[Saved data entries]
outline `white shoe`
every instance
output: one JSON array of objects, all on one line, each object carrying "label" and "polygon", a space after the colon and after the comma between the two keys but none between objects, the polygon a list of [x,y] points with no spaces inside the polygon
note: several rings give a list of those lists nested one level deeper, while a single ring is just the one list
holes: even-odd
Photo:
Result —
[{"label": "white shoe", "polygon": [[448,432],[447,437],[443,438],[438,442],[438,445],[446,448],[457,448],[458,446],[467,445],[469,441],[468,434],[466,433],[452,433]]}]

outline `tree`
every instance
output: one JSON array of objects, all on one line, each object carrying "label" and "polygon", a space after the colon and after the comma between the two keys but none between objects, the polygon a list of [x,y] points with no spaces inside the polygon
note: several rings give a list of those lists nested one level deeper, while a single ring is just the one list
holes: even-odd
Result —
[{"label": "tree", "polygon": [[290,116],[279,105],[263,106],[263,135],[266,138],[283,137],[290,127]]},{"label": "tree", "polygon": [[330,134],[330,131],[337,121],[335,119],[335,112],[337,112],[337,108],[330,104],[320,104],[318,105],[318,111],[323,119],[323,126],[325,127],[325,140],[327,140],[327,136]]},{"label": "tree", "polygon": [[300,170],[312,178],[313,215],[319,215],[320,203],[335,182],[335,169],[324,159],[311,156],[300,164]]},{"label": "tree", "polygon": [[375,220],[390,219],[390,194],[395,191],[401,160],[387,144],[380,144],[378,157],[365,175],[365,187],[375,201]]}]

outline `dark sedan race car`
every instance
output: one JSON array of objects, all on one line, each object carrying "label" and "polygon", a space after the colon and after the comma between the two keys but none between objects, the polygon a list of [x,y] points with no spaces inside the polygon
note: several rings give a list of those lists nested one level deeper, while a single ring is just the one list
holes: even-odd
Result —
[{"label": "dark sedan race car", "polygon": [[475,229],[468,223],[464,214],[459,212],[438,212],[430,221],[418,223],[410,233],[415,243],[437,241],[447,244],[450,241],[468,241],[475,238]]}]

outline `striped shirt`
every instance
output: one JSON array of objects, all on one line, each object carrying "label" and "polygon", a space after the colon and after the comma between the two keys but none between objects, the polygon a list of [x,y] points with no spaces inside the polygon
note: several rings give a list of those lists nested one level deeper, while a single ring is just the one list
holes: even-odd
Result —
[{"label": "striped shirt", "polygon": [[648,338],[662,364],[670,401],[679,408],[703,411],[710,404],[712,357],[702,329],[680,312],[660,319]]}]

- **Task prompt**
Show the lines of the data that hold the word "outline".

- **Exercise result**
outline `white shoe`
outline `tree`
outline `dark sedan race car`
outline `striped shirt`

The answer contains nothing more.